## VOTRE CONSIGNE:
Reprenez le passage de l'extrait sur la gauche moderne qui commence aux mots « 14- La gauche moderne » et s'arrête après « de les freiner. », en remplaçant « réaliste » par « pragmatique ».

## EXTRAIT CHOISI:
13- La gauche moderne est morale. Elle croit en la nécessité de l’exemplarité des classes dirigeantes tant dans le secteur privé que dans la conduite des affaires publiques. Les élites ne peuvent légitimement défendre la mobilité, l’adaptation, la fluidité et bénéficier en même temps de privilèges d’emploi ou de statut d’un autre âge. Elle est ainsi favorable à une certaine sobriété dans le train de vie de l’Etat et des hommes publics, au non-cumul des mandats, à la limitation de la durée des fonctions électives, et à l’extinction des protections d’emploi dont bénéficie la haute fonction publique. Mais elle souhaite aussi l’exemplarité de comportement, ainsi que la transparence et la réglementation des rémunérations et avantages des responsables d’entreprise. On ne fait pas de projet politique avec de la morale, mais on n’en fait pas davantage sans.

14- La gauche moderne est réaliste. Elle croit en la pédagogie du changement, dans le long travail d’explication, soumis à l’exigence de rigueur et de vérité, qui permet finalement d’entraîner l’adhésion. Elle entend assurer un contrat entre les générations, qui protège les jeunes au lieu de les spolier et les encourage au lieu de les freiner.

## DONNÉES PRÉSENTÉES:

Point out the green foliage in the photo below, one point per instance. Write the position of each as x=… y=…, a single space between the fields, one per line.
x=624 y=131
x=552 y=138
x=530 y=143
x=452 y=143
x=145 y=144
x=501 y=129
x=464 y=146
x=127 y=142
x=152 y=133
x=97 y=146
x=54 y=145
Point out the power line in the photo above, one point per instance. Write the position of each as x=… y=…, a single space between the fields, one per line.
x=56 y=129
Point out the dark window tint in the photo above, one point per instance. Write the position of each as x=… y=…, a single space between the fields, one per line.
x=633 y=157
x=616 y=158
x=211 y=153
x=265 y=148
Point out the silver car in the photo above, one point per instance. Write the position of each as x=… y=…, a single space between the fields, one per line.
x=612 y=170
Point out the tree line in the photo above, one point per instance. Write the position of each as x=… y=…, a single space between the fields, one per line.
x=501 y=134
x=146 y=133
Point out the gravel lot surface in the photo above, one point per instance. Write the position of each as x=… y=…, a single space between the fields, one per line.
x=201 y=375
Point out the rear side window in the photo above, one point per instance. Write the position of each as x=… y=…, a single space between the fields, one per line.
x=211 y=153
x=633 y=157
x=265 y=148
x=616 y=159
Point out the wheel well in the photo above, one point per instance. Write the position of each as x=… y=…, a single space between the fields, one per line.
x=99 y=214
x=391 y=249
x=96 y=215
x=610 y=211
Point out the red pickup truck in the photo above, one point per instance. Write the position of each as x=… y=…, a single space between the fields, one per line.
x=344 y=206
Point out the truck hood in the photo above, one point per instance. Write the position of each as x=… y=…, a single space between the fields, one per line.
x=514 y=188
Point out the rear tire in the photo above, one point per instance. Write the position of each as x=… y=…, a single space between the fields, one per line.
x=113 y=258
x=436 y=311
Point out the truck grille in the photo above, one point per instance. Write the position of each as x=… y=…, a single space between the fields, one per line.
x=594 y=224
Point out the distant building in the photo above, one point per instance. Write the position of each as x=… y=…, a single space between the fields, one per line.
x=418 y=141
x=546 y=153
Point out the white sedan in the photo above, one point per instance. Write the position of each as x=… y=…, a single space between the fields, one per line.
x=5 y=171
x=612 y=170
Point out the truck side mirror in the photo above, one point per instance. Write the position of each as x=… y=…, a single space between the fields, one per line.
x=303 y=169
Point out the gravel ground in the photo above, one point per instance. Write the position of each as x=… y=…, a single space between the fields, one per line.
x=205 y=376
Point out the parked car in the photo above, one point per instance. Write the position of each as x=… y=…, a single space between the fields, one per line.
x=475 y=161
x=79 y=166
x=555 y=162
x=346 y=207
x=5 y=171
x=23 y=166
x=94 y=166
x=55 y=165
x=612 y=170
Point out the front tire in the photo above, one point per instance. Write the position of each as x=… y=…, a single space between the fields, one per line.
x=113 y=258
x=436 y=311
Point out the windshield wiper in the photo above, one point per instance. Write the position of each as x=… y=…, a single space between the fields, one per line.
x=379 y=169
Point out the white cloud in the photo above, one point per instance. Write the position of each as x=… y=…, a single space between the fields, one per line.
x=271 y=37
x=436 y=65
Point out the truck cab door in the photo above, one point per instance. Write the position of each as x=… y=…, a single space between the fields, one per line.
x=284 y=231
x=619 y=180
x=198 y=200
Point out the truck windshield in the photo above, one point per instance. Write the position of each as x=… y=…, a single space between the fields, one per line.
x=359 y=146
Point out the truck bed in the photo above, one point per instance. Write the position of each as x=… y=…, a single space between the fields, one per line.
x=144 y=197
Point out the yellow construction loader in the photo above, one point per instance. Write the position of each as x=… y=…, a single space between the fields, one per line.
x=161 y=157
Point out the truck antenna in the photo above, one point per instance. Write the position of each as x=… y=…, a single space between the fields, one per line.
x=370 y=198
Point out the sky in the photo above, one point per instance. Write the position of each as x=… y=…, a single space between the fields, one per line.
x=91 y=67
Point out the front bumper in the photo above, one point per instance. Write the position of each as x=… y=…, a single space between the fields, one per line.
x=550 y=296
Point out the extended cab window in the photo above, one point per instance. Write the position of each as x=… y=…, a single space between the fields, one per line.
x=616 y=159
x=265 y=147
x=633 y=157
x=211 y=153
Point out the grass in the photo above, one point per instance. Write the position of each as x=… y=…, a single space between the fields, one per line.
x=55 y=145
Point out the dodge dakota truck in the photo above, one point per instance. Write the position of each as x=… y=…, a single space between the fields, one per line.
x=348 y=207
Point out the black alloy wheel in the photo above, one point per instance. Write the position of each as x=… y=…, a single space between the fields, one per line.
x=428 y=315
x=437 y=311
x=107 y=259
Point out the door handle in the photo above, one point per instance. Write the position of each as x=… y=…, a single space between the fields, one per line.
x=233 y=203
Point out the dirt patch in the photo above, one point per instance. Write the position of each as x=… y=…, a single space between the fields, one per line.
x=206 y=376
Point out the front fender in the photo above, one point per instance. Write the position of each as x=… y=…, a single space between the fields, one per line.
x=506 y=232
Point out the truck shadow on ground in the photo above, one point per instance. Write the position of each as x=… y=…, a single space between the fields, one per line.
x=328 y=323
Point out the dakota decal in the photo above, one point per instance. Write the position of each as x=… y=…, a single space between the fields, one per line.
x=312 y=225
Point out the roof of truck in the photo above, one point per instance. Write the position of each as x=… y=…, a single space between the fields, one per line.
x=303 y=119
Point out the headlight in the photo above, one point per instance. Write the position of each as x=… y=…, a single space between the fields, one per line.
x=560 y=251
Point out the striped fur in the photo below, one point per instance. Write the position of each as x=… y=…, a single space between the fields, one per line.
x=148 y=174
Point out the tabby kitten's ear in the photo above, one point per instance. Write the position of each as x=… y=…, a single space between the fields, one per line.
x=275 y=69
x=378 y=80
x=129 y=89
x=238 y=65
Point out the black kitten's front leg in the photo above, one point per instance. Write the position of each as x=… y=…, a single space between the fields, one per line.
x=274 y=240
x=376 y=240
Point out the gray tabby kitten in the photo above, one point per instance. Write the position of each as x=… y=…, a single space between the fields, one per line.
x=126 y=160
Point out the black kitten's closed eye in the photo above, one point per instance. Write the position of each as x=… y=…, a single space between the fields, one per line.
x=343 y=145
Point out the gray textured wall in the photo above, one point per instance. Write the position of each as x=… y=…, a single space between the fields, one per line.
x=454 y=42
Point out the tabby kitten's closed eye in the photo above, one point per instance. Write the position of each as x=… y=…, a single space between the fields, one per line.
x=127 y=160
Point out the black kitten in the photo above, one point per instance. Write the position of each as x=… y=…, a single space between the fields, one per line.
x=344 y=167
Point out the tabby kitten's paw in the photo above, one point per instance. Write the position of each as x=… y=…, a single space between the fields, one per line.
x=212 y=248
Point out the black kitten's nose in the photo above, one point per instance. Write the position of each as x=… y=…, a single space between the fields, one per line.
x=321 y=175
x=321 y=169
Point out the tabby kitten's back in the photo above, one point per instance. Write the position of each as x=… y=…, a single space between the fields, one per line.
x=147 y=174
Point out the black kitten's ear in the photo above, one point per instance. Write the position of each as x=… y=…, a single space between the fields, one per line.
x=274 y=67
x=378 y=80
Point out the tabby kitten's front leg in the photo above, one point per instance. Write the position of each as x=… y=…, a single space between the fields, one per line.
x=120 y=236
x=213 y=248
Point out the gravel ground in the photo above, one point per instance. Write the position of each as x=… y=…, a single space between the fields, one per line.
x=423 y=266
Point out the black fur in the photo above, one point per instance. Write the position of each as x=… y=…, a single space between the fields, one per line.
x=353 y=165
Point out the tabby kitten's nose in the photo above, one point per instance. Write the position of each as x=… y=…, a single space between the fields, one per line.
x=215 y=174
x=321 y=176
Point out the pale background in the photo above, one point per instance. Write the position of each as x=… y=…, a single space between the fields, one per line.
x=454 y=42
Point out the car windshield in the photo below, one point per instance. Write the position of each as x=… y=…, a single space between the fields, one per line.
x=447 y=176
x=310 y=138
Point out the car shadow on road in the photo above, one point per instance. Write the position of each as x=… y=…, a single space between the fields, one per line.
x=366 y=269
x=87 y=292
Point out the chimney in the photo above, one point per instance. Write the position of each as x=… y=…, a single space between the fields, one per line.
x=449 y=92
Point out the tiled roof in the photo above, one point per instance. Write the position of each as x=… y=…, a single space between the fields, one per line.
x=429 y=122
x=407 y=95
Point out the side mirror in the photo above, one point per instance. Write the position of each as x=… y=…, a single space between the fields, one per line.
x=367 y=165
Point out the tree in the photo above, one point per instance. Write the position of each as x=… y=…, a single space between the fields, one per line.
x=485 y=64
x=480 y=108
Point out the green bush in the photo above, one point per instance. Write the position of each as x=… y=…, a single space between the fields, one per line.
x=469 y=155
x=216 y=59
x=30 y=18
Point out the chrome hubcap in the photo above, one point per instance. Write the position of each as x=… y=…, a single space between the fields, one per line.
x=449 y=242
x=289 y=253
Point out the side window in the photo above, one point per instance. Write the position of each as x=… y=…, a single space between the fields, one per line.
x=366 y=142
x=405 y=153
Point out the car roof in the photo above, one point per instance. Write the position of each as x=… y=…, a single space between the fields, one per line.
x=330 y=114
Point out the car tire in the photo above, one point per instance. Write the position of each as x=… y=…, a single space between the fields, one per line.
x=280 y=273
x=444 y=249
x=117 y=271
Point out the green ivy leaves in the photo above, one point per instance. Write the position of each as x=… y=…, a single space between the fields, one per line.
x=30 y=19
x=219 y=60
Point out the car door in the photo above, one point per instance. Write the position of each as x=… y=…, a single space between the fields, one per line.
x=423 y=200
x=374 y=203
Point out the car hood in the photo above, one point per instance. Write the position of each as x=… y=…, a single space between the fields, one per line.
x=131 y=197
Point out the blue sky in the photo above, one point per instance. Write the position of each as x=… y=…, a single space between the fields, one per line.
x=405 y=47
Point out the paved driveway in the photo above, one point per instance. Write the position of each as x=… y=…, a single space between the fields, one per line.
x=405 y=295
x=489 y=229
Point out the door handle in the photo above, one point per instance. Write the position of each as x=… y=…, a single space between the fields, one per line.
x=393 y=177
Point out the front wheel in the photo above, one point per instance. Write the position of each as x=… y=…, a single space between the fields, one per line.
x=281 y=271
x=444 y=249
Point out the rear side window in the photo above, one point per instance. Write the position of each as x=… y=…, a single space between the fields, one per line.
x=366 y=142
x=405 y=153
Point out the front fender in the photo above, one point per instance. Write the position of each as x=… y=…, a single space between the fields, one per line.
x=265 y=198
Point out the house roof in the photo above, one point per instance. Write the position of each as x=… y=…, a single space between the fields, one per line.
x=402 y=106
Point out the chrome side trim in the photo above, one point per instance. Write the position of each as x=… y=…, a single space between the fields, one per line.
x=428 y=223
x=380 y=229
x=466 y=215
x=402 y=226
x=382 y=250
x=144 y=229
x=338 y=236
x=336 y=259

## RÉPONSE ATTENDUE:
14- La gauche moderne est pragmatique. Elle croit en la pédagogie du changement, dans le long travail d’explication, soumis à l’exigence de rigueur et de vérité, qui permet finalement d’entraîner l’adhésion. Elle entend assurer un contrat entre les générations, qui protège les jeunes au lieu de les spolier et les encourage au lieu de les freiner.